→ Records from an annotation dataset
## BEGIN
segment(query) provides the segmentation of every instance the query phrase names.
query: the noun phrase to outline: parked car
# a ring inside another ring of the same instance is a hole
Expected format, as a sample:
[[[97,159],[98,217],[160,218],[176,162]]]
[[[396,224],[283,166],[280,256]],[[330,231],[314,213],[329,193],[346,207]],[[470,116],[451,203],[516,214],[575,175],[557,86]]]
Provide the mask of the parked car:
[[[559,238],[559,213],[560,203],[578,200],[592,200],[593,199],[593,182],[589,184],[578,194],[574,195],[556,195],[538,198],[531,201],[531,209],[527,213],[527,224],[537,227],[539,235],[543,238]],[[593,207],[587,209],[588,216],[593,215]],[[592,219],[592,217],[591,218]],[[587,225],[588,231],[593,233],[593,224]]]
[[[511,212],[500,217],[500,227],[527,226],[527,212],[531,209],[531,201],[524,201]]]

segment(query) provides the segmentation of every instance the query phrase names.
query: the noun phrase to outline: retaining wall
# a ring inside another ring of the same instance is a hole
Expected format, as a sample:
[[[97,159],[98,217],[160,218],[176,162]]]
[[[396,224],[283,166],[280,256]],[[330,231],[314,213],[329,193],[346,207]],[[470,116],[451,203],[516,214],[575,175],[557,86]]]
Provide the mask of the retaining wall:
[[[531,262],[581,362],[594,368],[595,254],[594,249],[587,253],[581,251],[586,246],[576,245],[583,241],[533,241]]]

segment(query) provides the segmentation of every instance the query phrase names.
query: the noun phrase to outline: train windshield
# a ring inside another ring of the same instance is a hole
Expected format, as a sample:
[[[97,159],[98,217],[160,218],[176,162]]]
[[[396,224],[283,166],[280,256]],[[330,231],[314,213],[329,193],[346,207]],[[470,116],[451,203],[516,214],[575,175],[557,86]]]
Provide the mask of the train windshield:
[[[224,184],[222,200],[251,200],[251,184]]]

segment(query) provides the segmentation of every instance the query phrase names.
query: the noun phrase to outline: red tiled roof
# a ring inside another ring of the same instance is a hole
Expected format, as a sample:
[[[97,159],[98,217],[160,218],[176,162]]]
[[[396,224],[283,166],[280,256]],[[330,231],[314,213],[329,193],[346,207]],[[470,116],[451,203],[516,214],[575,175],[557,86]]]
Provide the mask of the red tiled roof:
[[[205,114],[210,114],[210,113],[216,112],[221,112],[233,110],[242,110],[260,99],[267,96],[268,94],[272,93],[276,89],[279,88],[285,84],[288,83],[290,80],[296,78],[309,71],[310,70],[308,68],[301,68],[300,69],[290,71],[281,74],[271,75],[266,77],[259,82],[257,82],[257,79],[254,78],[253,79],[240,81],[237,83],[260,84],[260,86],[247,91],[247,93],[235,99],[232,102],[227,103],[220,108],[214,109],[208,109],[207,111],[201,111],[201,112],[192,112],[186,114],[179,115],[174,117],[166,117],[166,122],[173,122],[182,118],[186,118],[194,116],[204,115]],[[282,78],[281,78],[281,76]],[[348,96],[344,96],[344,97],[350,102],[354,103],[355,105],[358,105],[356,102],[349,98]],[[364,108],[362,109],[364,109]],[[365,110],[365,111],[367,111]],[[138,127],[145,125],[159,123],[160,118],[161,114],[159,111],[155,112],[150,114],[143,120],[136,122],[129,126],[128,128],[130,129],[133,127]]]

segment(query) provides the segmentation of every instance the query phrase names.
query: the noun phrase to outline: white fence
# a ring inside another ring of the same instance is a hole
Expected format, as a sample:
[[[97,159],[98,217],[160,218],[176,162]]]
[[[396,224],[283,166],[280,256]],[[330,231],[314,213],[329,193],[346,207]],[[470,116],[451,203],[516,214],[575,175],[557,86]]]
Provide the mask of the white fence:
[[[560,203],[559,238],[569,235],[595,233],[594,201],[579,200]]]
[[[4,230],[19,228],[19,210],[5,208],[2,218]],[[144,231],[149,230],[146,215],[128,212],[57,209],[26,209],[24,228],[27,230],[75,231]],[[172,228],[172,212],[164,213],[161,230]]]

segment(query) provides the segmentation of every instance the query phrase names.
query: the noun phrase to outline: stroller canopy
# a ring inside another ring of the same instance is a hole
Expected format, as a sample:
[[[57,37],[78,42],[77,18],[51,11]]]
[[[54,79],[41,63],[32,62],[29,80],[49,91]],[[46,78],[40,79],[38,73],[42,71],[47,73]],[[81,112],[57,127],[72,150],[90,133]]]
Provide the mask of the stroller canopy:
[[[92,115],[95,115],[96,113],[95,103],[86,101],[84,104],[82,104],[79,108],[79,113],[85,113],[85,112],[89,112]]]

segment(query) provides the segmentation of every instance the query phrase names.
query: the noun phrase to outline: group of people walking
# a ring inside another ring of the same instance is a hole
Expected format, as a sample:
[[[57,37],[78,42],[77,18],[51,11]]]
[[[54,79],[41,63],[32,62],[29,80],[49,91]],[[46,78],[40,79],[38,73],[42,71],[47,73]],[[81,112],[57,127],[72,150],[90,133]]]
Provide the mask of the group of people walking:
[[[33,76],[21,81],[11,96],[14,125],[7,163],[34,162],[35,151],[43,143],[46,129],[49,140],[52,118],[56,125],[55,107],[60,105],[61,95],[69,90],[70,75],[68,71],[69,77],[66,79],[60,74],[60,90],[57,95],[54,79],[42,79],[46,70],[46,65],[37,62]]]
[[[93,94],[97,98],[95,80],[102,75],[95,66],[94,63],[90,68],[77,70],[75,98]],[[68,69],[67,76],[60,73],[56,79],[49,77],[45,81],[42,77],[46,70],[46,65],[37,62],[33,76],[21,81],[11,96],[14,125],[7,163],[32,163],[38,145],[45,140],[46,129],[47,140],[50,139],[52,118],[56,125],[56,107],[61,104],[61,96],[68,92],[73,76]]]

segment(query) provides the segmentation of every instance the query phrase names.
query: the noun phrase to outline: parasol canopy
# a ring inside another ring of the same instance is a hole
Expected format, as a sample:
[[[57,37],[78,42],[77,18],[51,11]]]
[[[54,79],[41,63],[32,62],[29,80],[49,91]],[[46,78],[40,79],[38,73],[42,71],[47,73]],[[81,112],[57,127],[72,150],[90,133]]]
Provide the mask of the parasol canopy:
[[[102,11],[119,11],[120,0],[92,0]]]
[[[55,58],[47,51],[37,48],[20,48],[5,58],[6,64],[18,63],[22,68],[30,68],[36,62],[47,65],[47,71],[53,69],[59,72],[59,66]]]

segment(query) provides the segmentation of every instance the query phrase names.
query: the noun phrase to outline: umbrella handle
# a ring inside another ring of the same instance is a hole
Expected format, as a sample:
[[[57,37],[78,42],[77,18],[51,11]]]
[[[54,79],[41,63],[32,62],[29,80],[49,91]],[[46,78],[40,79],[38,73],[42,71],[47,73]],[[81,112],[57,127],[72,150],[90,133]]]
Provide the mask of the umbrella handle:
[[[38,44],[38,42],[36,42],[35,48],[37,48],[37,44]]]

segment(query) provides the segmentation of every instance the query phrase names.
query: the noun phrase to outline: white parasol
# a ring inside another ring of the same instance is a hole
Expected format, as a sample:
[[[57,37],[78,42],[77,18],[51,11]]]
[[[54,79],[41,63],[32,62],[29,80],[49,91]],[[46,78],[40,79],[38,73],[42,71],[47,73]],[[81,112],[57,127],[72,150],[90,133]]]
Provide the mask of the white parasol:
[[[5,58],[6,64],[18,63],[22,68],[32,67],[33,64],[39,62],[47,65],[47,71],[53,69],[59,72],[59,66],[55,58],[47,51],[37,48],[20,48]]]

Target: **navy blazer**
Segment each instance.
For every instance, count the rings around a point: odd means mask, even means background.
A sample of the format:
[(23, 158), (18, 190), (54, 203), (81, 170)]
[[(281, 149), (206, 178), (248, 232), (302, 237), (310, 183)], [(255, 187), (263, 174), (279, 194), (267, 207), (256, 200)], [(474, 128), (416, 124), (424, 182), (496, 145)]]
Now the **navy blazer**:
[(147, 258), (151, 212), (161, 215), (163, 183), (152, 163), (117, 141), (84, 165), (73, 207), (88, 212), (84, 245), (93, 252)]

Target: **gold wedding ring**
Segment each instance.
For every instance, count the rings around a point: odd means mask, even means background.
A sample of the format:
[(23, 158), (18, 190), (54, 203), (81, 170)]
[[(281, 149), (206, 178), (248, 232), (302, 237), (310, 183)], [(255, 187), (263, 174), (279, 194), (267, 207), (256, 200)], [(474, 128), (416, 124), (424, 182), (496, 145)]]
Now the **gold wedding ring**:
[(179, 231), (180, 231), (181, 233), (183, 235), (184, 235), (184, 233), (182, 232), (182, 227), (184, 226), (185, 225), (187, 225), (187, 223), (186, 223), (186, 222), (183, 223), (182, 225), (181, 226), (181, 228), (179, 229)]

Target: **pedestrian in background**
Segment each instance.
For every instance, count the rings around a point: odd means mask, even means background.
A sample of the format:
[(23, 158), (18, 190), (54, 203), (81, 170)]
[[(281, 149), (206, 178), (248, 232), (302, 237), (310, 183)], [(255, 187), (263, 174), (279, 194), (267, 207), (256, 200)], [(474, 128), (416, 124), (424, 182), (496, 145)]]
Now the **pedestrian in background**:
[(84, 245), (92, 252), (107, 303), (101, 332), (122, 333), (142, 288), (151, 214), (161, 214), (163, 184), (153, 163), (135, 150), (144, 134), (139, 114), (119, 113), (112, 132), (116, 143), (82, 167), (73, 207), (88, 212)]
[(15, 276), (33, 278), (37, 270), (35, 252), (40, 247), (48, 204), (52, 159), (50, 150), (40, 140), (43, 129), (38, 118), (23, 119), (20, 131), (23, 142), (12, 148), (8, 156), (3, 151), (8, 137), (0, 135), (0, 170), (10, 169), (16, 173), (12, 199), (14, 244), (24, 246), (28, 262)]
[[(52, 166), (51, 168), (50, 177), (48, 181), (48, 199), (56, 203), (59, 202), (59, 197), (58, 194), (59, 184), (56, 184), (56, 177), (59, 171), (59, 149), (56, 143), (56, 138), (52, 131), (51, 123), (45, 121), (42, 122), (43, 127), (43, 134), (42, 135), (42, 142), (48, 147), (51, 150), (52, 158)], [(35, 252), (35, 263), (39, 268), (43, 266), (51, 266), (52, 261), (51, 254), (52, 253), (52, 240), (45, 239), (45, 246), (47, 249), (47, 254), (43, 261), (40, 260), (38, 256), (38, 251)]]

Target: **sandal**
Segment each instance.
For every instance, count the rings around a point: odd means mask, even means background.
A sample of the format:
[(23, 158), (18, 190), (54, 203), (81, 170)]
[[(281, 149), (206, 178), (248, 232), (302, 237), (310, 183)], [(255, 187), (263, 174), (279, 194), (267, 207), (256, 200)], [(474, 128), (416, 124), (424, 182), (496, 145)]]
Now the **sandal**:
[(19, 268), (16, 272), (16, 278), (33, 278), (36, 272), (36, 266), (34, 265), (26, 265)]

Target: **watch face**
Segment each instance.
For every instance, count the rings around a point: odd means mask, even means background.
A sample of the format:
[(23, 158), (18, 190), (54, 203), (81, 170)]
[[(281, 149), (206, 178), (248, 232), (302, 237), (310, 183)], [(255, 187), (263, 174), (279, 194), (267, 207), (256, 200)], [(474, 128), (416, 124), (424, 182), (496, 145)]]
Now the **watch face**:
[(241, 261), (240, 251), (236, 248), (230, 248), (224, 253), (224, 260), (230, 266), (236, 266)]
## END
→ What the task asks
Only the lines from the one containing "Target: **sandal**" through the end of the entries above belong in the answer; repeat them exactly.

→ Solved exercise
Target: **sandal**
Segment each instance.
For every instance, count the rings around a point: odd means mask, even means background.
A sample of the format:
[(23, 158), (18, 190), (54, 203), (81, 170)]
[[(281, 149), (206, 178), (248, 232), (302, 237), (310, 183)], [(255, 187), (263, 174), (279, 194), (267, 207), (256, 200)], [(474, 128), (416, 124), (424, 182), (496, 145)]]
Now the **sandal**:
[(19, 268), (16, 272), (16, 278), (33, 278), (36, 272), (36, 266), (34, 265), (26, 265)]

Target: **watch face**
Segment each instance.
For every instance, count the rings around a point: odd means mask, even means background.
A sample of the format:
[(23, 158), (18, 190), (54, 203), (81, 170)]
[[(281, 149), (206, 178), (248, 232), (302, 237), (310, 183)], [(255, 187), (263, 174), (279, 194), (267, 207), (256, 200)], [(474, 128), (416, 124), (424, 182), (496, 145)]]
Now the **watch face**:
[(241, 261), (240, 251), (236, 248), (230, 248), (224, 253), (224, 260), (230, 266), (236, 266)]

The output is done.